— WHAT TO WORK ON —
In the entries below, print every line from the one containing "Question: Mark the man's nose" through the one containing "top-left (176, 158), bottom-right (240, 230)", both included, exactly as they appear.

• • •

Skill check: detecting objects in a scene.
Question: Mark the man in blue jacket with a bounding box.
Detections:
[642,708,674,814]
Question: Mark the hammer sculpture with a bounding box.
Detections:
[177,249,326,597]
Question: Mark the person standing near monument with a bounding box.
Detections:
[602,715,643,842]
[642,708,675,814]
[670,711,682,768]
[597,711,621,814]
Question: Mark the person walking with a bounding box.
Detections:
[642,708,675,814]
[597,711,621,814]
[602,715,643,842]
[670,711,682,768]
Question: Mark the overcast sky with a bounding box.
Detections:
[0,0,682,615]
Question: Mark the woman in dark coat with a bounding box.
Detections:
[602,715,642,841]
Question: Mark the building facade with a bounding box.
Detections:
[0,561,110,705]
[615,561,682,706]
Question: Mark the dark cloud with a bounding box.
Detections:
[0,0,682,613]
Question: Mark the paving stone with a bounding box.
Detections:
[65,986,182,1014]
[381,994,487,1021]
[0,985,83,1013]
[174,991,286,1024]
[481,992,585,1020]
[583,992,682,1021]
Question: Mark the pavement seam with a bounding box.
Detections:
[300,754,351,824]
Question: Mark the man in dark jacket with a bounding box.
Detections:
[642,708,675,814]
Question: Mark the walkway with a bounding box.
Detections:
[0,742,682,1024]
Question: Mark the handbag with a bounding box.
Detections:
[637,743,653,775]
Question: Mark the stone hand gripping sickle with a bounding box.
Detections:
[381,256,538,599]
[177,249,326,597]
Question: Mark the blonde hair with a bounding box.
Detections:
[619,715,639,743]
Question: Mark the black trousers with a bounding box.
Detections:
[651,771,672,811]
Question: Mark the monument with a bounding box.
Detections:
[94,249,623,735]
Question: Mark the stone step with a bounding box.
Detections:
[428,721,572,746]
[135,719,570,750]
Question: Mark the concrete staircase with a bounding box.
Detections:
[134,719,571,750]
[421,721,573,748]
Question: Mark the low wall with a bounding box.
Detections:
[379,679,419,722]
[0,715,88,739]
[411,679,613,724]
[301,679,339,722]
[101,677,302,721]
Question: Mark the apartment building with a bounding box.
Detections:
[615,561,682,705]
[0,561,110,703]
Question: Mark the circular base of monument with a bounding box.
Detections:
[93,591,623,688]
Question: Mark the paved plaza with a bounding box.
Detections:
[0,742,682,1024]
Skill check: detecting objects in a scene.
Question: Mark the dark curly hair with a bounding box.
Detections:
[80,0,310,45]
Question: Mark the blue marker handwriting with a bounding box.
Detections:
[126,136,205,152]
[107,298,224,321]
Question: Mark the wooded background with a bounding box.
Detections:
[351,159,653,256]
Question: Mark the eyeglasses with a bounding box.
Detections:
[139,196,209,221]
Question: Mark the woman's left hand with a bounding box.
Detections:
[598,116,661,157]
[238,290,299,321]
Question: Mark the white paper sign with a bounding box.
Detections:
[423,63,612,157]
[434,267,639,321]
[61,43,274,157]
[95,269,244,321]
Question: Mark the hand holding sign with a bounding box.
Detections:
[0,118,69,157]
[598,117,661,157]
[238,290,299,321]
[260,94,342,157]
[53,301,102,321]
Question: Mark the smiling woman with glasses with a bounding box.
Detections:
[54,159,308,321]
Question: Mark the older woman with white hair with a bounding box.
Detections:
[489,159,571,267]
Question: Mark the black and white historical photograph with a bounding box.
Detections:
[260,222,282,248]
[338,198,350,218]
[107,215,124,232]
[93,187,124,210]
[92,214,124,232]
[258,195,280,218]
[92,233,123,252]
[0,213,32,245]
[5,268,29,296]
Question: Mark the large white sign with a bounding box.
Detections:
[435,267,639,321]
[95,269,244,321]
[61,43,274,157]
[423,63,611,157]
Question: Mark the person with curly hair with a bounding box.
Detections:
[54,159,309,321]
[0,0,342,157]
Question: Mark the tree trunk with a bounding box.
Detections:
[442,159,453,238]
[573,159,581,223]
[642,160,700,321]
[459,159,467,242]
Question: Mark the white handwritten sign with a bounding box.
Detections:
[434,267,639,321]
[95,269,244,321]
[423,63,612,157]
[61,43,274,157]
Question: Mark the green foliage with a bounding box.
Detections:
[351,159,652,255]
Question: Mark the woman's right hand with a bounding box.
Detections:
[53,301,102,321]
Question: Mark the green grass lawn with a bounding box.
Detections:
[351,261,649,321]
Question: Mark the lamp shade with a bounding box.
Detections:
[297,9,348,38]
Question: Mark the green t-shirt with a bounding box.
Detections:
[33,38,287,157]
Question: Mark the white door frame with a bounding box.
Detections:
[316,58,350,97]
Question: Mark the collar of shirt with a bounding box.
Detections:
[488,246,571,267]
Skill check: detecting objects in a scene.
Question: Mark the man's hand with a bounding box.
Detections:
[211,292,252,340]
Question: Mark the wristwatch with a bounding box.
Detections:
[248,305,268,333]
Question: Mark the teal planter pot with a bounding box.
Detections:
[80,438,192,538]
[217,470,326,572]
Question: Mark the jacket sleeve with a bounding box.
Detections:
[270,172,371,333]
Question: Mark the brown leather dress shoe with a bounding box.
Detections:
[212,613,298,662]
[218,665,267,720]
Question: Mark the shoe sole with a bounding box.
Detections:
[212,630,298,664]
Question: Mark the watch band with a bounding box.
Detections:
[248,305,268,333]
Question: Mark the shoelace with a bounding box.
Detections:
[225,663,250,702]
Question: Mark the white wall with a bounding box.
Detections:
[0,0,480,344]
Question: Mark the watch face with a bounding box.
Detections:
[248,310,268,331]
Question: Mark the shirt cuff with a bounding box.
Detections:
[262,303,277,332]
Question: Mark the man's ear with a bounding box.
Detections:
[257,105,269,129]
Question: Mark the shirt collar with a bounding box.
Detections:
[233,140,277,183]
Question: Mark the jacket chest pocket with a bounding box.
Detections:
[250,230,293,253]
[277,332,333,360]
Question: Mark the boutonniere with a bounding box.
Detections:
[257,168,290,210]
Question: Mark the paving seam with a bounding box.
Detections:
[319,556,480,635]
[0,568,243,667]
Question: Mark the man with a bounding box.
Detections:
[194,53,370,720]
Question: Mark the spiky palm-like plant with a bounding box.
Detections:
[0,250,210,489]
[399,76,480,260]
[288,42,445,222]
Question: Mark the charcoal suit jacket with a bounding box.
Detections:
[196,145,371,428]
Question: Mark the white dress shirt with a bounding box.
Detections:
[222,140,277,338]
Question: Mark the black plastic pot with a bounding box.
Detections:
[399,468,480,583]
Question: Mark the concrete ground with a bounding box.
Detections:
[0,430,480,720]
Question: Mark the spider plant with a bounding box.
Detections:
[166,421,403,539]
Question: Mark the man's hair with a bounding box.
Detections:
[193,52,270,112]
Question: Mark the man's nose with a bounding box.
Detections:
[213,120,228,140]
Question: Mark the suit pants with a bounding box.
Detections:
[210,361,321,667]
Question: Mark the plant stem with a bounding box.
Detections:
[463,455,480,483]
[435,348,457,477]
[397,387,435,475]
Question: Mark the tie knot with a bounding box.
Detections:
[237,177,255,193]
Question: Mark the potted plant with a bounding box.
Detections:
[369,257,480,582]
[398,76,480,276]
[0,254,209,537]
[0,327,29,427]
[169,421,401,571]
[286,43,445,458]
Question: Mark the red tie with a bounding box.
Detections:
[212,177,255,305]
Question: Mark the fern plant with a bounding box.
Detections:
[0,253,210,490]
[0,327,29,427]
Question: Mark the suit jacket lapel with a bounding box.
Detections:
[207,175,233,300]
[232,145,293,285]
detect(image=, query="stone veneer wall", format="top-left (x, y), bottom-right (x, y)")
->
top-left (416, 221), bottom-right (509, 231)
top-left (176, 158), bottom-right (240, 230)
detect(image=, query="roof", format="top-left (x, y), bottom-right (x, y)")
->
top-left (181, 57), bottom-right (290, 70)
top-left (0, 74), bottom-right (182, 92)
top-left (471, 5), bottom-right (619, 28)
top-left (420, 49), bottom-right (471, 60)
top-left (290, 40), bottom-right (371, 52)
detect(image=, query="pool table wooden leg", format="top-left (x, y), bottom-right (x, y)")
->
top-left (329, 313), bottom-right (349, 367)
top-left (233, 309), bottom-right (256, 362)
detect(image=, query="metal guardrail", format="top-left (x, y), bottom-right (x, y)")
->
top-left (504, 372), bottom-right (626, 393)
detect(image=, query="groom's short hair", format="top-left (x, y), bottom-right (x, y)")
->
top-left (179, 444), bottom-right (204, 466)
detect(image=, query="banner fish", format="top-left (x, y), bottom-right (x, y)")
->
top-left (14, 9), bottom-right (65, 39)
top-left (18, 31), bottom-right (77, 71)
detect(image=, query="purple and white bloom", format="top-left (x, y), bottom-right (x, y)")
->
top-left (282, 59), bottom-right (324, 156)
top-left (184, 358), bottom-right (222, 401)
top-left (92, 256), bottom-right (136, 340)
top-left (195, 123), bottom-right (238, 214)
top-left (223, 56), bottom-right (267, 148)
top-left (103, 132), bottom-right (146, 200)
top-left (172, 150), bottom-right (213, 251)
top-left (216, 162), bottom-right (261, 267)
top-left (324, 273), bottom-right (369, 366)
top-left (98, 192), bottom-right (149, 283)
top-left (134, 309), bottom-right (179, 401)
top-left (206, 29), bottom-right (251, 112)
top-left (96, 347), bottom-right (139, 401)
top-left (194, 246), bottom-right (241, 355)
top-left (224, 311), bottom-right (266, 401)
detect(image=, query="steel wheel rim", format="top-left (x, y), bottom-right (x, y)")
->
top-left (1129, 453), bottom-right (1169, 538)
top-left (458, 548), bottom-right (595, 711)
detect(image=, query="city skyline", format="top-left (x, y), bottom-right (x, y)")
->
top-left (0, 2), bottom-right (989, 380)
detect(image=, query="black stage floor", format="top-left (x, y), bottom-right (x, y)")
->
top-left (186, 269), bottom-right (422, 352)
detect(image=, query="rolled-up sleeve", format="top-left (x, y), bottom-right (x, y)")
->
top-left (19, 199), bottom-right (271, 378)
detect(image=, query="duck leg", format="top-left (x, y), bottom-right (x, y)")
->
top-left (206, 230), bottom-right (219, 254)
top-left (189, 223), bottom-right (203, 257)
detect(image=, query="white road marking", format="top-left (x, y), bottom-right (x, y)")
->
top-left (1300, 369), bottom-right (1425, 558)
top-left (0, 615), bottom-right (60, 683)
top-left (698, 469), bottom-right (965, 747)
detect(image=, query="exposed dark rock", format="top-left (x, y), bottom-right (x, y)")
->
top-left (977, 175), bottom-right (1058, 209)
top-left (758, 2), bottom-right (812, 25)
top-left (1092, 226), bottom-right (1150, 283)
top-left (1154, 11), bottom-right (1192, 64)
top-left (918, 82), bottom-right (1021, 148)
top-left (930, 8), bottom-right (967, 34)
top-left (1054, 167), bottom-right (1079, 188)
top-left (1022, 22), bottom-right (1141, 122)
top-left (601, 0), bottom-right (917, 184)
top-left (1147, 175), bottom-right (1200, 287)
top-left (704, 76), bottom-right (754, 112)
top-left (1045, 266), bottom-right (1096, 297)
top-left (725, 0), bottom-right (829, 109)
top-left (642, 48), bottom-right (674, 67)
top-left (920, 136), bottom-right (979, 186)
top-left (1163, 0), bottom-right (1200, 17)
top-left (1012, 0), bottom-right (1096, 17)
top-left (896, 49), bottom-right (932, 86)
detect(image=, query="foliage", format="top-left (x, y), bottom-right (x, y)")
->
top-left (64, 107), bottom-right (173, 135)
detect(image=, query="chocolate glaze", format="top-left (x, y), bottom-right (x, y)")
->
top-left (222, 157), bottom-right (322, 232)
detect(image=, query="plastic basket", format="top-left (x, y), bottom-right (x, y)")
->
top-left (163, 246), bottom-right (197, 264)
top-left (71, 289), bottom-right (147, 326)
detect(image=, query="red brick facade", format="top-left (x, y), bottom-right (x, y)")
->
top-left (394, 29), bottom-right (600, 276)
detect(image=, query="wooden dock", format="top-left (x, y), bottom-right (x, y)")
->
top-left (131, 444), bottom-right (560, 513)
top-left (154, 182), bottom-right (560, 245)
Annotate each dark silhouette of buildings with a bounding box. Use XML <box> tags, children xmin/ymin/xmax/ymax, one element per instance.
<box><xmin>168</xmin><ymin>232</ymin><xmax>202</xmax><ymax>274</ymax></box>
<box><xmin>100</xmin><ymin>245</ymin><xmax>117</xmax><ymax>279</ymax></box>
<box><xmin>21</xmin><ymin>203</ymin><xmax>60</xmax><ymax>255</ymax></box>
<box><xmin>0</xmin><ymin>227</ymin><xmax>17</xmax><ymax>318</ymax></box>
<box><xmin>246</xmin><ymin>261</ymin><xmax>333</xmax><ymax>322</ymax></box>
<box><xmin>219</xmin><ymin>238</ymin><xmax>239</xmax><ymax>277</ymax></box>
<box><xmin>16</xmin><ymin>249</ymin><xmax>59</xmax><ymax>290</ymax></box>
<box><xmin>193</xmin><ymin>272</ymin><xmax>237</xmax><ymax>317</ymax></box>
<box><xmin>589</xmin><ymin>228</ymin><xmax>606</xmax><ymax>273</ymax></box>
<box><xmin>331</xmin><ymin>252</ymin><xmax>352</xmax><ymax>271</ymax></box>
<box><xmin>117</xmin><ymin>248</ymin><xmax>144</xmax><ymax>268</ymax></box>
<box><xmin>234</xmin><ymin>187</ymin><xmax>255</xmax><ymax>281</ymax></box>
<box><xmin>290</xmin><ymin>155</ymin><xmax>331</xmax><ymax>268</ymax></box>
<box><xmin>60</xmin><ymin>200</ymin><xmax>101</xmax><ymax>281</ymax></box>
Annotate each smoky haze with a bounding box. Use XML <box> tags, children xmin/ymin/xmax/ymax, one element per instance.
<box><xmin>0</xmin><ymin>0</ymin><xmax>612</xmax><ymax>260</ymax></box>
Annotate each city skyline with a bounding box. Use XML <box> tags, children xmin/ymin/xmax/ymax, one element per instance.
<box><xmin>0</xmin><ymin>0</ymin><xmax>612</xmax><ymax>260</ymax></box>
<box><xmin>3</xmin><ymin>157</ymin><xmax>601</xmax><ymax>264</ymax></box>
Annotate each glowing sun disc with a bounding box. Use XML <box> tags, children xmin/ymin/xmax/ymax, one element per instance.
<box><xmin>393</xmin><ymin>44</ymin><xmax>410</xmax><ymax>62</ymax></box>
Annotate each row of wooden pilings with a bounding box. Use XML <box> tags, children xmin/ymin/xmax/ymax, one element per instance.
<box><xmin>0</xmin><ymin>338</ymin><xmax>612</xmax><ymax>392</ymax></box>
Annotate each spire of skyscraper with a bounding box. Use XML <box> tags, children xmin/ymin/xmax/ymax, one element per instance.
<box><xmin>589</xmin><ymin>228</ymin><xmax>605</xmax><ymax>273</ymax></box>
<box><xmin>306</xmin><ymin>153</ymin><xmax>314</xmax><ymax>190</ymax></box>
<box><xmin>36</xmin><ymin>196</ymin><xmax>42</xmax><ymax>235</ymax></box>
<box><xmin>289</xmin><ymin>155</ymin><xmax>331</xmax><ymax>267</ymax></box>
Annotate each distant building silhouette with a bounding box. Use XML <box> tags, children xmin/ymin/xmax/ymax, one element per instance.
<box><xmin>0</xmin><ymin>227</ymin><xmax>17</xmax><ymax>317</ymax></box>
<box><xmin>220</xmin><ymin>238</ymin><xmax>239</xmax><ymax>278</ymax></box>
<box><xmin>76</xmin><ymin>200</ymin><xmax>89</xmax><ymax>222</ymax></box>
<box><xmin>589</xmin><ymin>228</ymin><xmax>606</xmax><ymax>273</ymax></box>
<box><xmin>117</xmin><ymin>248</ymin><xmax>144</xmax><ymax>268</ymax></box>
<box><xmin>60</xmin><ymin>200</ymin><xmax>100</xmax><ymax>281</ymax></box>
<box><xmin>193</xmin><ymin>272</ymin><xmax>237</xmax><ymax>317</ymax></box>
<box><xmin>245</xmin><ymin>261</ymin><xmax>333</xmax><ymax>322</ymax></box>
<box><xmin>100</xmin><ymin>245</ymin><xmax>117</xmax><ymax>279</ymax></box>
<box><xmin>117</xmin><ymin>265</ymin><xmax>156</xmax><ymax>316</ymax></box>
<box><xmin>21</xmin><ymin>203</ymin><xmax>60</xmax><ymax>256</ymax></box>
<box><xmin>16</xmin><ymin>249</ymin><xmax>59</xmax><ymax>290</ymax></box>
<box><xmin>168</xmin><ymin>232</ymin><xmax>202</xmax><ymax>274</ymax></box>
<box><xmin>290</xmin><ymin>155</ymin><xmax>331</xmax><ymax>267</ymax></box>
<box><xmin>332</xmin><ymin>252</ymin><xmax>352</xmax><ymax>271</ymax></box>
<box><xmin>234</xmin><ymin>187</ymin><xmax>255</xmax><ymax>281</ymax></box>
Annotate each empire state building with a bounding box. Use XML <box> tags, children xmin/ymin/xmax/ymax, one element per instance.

• • •

— SOLUTION TO THE PROBLEM —
Question: Mark the man's nose with a bounding box.
Detections:
[213,120,228,140]
Question: Mark the suit pants with a bounding box.
Detections:
[210,361,321,667]
Question: Mark the plant stem with a bounding box.
Detections:
[463,455,480,483]
[435,348,457,477]
[397,387,435,475]
Question: Mark the tie knot with a bounding box.
Detections:
[237,177,255,193]
Question: Mark the potted plant with a bounding box.
Detections:
[369,257,480,582]
[398,76,480,276]
[0,254,209,537]
[0,327,29,427]
[169,421,401,571]
[286,43,445,458]
Question: Mark the red tie with a bounding box.
Detections:
[212,177,255,305]
Question: Mark the fern plant with a bounding box.
Detections:
[0,253,210,490]
[0,327,29,427]
Question: Mark the suit jacket lapel with a bounding box.
Detections:
[207,175,233,300]
[232,145,293,285]
detect(image=, query="stone veneer wall", format="top-left (x, y), bottom-right (x, y)")
->
top-left (416, 221), bottom-right (509, 231)
top-left (176, 158), bottom-right (240, 230)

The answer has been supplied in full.